* What the task asks:
Please find the lines in the entries below that contain the word "road", and copy each one.

□ □ □

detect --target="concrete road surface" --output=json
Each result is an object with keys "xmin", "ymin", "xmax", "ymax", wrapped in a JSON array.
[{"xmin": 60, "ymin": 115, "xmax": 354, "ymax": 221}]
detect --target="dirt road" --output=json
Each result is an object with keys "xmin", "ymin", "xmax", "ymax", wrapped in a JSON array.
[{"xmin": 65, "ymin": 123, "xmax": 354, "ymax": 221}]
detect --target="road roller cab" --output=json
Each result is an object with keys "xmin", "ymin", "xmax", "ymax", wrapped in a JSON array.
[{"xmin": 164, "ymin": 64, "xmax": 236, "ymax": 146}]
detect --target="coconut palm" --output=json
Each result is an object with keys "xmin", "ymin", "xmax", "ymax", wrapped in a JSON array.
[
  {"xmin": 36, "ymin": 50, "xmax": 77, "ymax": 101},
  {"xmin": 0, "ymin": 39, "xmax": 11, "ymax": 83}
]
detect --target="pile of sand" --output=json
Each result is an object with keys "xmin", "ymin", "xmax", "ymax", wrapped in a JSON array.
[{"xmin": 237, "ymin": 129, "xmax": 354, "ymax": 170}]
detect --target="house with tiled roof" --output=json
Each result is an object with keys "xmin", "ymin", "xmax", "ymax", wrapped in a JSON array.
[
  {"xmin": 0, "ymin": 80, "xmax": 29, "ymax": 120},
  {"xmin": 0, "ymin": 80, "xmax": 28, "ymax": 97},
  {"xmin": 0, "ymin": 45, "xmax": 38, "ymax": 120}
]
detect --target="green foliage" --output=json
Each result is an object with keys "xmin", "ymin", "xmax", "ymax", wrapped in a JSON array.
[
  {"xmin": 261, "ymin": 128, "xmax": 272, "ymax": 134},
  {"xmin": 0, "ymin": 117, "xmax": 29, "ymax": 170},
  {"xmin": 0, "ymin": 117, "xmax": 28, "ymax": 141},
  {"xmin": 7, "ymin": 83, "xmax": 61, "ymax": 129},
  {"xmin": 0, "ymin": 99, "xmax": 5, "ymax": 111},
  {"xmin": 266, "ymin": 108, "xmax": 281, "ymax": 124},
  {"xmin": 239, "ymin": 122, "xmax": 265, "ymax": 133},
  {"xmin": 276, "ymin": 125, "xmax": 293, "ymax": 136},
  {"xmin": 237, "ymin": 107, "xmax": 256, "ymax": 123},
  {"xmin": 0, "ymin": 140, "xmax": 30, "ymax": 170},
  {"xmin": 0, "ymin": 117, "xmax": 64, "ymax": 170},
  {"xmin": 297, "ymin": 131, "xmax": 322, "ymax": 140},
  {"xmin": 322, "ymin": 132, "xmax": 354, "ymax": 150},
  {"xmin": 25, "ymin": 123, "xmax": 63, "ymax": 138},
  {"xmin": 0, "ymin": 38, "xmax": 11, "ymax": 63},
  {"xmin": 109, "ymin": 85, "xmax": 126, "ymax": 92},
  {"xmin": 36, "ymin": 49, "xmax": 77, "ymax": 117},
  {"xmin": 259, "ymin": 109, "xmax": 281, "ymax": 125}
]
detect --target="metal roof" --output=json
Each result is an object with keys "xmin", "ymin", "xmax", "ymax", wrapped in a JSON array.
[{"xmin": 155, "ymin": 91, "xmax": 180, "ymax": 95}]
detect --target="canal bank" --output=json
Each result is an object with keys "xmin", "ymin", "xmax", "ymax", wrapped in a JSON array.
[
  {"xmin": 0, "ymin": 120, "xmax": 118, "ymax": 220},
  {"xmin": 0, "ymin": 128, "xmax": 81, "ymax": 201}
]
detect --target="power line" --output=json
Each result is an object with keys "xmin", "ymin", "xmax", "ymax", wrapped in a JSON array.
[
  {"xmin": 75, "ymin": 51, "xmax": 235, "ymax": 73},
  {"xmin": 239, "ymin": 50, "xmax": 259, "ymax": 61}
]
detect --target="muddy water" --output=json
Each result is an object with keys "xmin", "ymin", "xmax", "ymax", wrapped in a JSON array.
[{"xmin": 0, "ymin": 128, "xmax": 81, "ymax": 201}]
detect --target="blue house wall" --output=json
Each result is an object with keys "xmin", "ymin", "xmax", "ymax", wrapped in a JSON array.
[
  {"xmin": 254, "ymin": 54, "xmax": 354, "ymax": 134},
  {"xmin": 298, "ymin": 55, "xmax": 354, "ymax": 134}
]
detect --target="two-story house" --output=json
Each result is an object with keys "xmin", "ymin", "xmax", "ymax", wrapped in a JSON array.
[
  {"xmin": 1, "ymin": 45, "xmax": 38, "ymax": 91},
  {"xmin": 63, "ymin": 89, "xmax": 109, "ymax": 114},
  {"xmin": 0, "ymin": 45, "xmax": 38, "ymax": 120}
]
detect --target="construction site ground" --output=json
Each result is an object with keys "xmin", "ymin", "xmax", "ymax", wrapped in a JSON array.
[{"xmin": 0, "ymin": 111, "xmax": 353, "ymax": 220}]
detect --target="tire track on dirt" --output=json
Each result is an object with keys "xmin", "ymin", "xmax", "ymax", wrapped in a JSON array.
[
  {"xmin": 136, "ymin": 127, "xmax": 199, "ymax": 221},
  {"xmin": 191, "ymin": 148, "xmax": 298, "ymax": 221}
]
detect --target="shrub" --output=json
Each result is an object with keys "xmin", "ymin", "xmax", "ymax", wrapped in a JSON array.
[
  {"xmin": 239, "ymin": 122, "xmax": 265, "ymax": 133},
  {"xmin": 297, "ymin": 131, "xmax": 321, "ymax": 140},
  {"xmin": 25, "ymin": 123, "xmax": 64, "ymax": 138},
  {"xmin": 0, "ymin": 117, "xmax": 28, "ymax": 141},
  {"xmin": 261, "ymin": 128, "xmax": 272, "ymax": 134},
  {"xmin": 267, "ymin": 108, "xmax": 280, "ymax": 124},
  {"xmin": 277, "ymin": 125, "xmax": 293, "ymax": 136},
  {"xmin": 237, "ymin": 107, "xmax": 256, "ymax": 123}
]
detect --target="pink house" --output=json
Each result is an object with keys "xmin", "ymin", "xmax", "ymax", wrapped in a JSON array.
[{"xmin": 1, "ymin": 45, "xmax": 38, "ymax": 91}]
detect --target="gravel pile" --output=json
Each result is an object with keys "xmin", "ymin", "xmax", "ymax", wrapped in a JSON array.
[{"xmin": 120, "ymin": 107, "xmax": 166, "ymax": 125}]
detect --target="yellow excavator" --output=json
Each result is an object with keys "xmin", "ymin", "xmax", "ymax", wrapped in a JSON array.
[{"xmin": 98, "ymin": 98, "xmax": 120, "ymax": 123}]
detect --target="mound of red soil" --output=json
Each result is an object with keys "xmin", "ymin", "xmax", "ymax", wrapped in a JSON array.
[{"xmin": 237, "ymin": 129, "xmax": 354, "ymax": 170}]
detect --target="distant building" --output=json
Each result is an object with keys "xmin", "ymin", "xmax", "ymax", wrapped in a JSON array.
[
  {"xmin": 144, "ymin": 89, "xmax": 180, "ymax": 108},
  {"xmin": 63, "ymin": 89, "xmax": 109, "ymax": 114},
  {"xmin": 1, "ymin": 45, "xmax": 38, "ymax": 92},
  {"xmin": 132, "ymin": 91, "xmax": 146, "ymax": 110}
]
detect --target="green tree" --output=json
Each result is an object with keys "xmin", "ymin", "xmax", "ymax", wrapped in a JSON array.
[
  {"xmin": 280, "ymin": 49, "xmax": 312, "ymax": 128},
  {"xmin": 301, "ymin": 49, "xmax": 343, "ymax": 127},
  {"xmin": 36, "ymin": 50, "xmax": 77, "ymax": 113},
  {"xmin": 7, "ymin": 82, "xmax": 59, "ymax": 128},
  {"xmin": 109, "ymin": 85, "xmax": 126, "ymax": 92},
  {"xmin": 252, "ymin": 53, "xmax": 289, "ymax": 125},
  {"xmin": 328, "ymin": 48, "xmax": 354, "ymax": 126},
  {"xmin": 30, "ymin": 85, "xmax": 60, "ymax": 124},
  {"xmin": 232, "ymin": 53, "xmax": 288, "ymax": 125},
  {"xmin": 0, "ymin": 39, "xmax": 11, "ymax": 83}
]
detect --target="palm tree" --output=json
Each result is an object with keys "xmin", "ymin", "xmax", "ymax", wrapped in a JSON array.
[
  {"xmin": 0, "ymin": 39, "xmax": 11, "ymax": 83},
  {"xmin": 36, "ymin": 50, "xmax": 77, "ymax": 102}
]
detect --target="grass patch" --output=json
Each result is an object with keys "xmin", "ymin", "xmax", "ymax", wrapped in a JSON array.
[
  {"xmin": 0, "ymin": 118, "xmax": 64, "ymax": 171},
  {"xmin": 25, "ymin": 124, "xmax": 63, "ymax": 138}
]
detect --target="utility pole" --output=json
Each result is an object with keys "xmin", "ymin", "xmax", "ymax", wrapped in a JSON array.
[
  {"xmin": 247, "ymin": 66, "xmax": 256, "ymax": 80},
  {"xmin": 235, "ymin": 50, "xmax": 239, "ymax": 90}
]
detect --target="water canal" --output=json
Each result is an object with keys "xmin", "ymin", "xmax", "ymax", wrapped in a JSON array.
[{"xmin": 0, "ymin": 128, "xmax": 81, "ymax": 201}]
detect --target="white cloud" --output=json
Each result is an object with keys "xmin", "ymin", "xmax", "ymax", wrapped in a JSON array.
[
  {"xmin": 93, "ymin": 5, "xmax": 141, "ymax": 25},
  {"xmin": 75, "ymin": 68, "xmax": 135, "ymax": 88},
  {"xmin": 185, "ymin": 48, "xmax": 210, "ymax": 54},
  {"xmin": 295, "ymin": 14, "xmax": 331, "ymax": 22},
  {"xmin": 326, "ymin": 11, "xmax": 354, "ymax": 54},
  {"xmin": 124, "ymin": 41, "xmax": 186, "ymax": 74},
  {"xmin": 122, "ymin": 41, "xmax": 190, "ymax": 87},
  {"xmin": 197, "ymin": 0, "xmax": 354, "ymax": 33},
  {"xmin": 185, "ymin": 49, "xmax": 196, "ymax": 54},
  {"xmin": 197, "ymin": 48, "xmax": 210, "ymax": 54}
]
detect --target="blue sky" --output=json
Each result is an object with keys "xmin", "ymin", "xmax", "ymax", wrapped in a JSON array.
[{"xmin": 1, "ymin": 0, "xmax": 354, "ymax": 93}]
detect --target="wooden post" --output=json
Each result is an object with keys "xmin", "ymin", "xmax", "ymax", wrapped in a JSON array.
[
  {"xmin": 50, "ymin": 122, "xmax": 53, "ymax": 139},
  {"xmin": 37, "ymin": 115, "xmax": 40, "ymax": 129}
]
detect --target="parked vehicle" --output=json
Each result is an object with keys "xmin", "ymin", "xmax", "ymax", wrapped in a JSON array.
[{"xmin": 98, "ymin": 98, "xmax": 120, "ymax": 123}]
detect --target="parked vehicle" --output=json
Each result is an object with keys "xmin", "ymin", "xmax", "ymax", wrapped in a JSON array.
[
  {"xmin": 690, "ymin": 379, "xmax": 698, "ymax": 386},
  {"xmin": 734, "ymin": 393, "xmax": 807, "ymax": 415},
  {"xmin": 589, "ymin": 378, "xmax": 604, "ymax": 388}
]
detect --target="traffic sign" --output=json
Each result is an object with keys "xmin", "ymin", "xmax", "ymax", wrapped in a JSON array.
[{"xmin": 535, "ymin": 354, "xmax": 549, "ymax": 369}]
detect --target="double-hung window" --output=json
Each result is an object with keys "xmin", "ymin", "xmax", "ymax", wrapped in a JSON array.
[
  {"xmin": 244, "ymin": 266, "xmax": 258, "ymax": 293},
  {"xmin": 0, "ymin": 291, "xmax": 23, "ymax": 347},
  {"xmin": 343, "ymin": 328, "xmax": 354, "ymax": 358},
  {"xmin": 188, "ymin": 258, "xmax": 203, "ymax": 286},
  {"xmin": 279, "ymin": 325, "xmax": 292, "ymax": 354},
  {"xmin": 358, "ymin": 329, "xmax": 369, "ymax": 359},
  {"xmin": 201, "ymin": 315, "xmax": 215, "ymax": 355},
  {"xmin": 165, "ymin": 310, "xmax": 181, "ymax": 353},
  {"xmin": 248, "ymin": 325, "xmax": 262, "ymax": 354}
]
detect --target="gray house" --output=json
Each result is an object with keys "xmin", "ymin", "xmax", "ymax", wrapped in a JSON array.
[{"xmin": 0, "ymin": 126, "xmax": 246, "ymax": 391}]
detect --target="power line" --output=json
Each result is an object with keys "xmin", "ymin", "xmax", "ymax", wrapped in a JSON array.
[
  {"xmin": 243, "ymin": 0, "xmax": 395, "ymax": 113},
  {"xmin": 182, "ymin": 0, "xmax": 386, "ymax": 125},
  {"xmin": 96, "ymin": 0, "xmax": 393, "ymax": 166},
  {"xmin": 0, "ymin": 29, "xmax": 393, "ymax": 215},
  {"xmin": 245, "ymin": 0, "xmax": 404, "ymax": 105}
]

□ □ □

* Result of the task:
detect --target="concrete road surface" --output=json
detect --target="dirt road" --output=json
detect --target="road roller cab" --output=json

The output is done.